— Problems to work on —
1: In the Washington Times column, when did the University of California at Santa Barbara stop posting updated numbers of presidential press briefings?
2: Write out the passage of the Washington Times column from "Mr. Trump’s public" to "little both ways." word for word.

- The Washington Times - Monday, April 27, 2020

Behold the perils of transparency.

When it comes to the press, President Trump is the most generously available occupant of the White House since the invention of television. It is almost like the Trump presidency has been one continuous, never-ending live press conference.

This is what you get when you elect a reality star to the White House.

Such transparency comes with pitfalls, to be sure.

Mr. Trump’s public musing on live television last week about using disinfectant and sunshine to cure victims of the Wuhan virus was one of the more unforgettable moments in presidential history.



Perhaps it cut a little both ways.

It revealed a fearless chief executive willing to think outside the box, someone so comfortable in his own skin he is willing to ask even the most insanely stupid questions.

On the flip-side, it also showed the leader of the free world in the grips of a global pandemic willing to think so far outside the box — someone so comfortable in his own skin — that he asks one of his top scientific public health experts what she thinks of chugging Lysol and chewing light bulbs to combat the Chinese Communist Party disease.

Dr. Deborah Birx, ever the consummate professional, assured the world that Mr. Trump is a guy who likes to think through problems out loud.

It brings to mind the old non-Chinese proverb that it is better to remain silent and thought a fool than to speak and remove all doubt.

The really funny thing about that little train wreck is that it was only amazing to people who actually watched it with their own eyes. The national political media has so thoroughly befouled themselves that anybody who heard about it later just assumed it was yet another false, hate-filled smear by the lunatic press.

“Fake news,” as somebody calls it.

However you interpreted that scene, the moment was yet another exercise in full transparency from this White House.

From the moment he took office, Mr. Trump has endured relentless accusations that he would shut down all access from the White House press, many of whom he calls “the enemy of the people.”

“The Demise of the White House Press Briefing Under Trump,” blared the New York Times.

“2018 was the year the White House press briefings died.”

“Trump kills White House press briefing, 50 years after it was born.”

So, what exactly was that last week where Mr. Trump opined about the miracles of disinfectant and sunlight? For that matter, what are all those other endless briefings he has hosted every night since this pandemic spawned — supposedly — from a wet market in Wuhan?

The University of California at Santa Barbara used to keep track of press briefings held by presidents going back to Harry S. Truman. President George W. Bush held more than any of the previous five presidents.

Even Mr. Bush probably never logged a press face-off that lasted longer than two hours — a routine feat for Mr. Trump.

But the University of California conveniently quit posting updated numbers of presidential press briefings in March 2018, less than halfway through Mr. Trump’s first term.

Once again reaching new depths of shameless depravity, the press is now crying uncle.

“Stop Airing Trump’s Press Conferences Live,” pleased The Atlantic, a magazine website.

Perhaps there is something, after all, to this whole “fake news,” “enemy of the people” thing after all.

— Material shown —
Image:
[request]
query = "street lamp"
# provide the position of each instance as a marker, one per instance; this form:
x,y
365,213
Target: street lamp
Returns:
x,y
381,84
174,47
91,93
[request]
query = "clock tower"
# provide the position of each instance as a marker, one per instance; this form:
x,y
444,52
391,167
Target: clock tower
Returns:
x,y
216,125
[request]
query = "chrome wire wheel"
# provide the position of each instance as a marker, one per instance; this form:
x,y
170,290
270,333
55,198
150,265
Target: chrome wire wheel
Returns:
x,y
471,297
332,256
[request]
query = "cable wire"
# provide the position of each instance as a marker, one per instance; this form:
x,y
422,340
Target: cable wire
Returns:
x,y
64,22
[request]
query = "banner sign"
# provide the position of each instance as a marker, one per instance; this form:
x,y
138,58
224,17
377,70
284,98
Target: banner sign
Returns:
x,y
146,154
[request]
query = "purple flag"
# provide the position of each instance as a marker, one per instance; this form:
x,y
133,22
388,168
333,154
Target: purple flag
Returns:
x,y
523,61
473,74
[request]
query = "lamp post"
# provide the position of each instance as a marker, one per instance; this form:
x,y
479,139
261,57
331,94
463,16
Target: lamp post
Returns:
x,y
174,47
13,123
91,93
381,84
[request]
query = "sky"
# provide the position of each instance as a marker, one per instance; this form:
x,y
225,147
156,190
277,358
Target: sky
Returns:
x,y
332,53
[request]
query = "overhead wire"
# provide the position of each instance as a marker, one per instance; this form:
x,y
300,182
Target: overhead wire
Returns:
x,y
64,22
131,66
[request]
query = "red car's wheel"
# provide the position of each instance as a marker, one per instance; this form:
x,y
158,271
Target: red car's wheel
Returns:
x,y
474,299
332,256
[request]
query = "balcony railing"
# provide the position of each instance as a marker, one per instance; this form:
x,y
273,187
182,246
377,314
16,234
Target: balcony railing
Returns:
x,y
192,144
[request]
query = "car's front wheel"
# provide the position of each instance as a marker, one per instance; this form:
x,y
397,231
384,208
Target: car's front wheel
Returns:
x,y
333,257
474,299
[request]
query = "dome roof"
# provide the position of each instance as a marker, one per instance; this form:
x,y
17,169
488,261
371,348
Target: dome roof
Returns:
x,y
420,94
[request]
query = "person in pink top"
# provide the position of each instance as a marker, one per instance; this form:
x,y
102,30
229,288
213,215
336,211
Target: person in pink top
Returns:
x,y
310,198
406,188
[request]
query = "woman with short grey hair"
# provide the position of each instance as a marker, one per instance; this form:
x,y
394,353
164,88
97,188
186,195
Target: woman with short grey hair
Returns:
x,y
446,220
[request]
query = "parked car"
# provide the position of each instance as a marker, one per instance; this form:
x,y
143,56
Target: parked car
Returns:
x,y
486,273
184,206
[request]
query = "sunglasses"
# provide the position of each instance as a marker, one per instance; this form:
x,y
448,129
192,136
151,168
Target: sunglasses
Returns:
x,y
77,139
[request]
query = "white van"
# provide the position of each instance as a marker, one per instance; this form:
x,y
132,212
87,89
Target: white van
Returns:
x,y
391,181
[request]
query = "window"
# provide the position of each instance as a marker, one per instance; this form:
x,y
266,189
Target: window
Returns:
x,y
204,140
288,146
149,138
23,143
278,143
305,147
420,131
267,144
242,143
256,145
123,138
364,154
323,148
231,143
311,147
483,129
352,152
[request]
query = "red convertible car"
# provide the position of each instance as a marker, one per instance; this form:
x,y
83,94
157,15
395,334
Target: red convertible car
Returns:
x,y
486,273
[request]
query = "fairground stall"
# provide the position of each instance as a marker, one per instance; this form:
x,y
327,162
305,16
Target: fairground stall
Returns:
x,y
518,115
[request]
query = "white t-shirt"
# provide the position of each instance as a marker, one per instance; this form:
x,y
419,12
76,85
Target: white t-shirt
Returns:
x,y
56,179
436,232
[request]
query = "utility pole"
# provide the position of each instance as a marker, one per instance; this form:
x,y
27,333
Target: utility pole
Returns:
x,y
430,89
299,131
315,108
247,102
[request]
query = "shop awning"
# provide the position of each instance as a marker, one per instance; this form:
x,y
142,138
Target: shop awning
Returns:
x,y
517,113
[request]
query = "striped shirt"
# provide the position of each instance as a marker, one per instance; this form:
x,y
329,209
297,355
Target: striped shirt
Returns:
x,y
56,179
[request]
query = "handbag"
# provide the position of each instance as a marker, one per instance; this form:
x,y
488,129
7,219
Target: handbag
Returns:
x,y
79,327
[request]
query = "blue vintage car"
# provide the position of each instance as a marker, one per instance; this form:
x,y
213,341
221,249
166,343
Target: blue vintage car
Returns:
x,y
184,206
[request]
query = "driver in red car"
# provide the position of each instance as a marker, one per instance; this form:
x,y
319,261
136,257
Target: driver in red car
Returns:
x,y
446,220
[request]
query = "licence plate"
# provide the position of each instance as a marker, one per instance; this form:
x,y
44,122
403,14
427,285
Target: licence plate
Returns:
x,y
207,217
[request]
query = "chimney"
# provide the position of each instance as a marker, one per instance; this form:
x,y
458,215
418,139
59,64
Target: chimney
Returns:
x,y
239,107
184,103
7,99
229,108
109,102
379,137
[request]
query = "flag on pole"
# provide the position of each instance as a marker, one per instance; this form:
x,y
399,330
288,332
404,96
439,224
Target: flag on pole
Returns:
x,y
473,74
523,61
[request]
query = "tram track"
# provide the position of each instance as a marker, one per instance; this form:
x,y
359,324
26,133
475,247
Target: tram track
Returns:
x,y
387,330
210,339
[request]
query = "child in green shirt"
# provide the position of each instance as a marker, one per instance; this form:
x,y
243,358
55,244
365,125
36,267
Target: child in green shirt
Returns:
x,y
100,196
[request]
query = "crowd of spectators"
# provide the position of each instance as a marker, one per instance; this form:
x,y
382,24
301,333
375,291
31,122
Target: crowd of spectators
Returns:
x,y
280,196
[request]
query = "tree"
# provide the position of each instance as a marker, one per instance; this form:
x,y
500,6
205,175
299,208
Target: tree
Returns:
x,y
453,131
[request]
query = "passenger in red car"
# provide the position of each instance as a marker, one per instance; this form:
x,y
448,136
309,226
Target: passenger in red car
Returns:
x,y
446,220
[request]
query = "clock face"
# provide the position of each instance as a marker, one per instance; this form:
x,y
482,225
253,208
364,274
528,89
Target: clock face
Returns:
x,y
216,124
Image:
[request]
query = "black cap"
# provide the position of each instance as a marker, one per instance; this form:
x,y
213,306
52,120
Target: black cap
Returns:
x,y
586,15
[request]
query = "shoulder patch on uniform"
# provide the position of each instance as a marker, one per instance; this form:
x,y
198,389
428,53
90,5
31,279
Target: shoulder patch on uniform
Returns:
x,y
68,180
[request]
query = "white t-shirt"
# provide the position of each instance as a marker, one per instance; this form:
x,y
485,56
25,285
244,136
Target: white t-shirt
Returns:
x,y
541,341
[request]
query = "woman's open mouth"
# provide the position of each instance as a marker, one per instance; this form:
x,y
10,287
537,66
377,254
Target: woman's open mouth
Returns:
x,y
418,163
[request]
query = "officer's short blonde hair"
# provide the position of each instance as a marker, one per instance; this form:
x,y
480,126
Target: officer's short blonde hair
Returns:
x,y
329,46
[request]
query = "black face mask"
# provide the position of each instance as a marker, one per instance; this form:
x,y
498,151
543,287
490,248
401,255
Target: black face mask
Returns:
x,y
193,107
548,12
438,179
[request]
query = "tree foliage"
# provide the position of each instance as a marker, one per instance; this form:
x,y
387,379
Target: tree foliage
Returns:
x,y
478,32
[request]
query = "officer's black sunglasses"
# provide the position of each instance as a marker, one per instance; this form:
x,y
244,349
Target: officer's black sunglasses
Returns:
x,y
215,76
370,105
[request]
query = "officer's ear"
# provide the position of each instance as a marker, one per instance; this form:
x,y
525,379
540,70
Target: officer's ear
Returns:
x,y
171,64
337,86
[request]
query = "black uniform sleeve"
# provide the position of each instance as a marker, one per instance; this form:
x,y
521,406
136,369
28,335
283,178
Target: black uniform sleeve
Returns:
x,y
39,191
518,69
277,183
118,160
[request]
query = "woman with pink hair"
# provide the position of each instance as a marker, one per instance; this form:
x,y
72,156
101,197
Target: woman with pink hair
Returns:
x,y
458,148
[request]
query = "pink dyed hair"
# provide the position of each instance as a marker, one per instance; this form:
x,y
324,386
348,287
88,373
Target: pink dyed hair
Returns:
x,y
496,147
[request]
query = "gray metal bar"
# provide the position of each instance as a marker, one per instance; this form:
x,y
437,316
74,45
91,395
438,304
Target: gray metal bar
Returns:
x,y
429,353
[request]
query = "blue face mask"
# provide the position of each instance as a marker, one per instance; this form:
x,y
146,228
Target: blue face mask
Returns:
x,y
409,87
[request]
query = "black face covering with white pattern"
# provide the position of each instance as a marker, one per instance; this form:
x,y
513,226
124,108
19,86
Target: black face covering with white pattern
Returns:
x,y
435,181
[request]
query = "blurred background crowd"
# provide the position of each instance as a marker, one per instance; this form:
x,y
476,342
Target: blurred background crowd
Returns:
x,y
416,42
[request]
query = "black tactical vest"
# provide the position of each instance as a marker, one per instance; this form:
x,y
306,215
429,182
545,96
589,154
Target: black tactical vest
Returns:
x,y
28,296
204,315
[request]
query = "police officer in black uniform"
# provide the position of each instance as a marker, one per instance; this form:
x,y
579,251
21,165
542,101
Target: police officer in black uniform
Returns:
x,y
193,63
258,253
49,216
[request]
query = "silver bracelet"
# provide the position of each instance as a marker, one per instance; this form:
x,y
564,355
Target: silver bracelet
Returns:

— Responses by task —
1: In March 2018, less than halfway through Mr. Trump's first term.

2:
Mr. Trump’s public musing on live television last week about using disinfectant and sunshine to cure victims of the Wuhan virus was one of the more unforgettable moments in presidential history.



Perhaps it cut a little both ways.